*Texte affiché*.

+ + + + + + +

Au-dessus de cette porte, et en arrière de son fronton, s’ouvre une galerie vitrée ; et, plus haut, une magnifique rose à laquelle beaucoup d’archéologues ne reconnaissent d’égale nulle part. La façade est couronnée par une galerie ogivale, avec 20 statues, entre lesquelles se mêlent à des saints et des archevêques des ducs de Normandie, Richard Cœur-de-Lion entre autres, et par un pignon élégamment sculpté dont une statue de Saint-Ouen occupe le point culminant.
Deux tours s’élèvent au dessus des petites portes ; elles ont 2 étages, de forme octogonale, en retraite l’un sur l’autre, et sont percées de longues baies ogivales sur leurs faces ; le premier encadre la grande rose ; le second dépasse le comble de l’édifice ; puis .des flèches également octogonales atteignent une hauteur de 76 mètres.
Sur le flanc septentrional de l’église est un petit cloître, qui servit longtemps de prison municipale, et dont on a fait une sacristie après l’avoir reconstruit. Le croisillon du même côté, attenant à l’Hôtel-de- Ville, qui fut autrefois le dortoir des moines de l’abbaye, n’a point de portail. On distingue seulement au-dessus du comble de l’Hôtel-de-Ville, un pignon sculpté qui a dû être la partie culminante de ce portail.
Au delà des bâtiments municipaux, dans le jardin public qui enveloppe tout le chevet de l’église, on remarque une petite tour, en style XIe siècle, appelée la Chambre aux clercs, et qui paraît provenir d’une église plus ancienne ; elle a intérieurement deux étages, dont l’un contient le mécanisme de l’horloge.

+ + + + + + +

*Extraits de données*.
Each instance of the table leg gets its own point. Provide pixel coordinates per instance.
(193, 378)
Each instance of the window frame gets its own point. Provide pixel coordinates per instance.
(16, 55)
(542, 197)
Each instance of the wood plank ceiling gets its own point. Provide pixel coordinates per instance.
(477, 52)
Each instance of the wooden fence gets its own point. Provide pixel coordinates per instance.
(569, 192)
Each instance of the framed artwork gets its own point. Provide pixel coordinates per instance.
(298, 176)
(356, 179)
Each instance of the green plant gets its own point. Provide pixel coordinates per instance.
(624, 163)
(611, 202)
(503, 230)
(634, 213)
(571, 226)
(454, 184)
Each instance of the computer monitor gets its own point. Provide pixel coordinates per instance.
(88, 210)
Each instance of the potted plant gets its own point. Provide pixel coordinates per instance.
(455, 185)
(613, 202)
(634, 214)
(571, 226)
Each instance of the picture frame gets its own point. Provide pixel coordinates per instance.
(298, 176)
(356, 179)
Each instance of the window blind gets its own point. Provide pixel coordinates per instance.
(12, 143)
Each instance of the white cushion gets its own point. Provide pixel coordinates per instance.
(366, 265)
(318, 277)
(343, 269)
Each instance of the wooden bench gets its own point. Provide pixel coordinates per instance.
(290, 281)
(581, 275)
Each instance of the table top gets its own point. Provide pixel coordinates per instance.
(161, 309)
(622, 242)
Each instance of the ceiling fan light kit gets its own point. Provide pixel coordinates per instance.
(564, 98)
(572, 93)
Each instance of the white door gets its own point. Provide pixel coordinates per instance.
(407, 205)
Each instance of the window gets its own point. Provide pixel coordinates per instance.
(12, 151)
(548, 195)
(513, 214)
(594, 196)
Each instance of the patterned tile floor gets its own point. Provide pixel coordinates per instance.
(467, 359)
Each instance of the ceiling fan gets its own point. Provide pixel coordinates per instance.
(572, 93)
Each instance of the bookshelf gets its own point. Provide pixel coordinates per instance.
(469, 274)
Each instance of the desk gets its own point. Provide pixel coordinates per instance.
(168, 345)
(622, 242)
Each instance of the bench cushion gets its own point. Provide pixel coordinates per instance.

+ + + + + + +

*Tâches à réaliser*.
[a] Recopiez tout le passage du texte sur l'église, depuis « Au-dessus de cette » jusqu'à « de 76 mètres. ».
[b] Dans le texte sur l'église, quelle hauteur atteignent les flèches des deux tours ?
[c] Résumez le texte sur l'église en deux phrases.
Les items forment un matériau distinct du texte sur l'église.

*Liste des réponses*.
[a]
Au-dessus de cette porte, et en arrière de son fronton, s’ouvre une galerie vitrée ; et, plus haut, une magnifique rose à laquelle beaucoup d’archéologues ne reconnaissent d’égale nulle part. La façade est couronnée par une galerie ogivale, avec 20 statues, entre lesquelles se mêlent à des saints et des archevêques des ducs de Normandie, Richard Cœur-de-Lion entre autres, et par un pignon élégamment sculpté dont une statue de Saint-Ouen occupe le point culminant.
Deux tours s’élèvent au dessus des petites portes ; elles ont 2 étages, de forme octogonale, en retraite l’un sur l’autre, et sont percées de longues baies ogivales sur leurs faces ; le premier encadre la grande rose ; le second dépasse le comble de l’édifice ; puis .des flèches également octogonales atteignent une hauteur de 76 mètres.

[b] Elles atteignent une hauteur de 76 mètres.

[c] La façade, couronnée d'une galerie ogivale à 20 statues et d'un pignon sculpté, porte une magnifique rose encadrée par deux tours octogonales dont les flèches atteignent 76 mètres. Sur le flanc nord se trouvent un petit cloître devenu sacristie et un croisillon sans portail attenant à l'Hôtel-de-Ville, tandis que le jardin public abrite une petite tour de style XIe siècle appelée la Chambre aux clercs.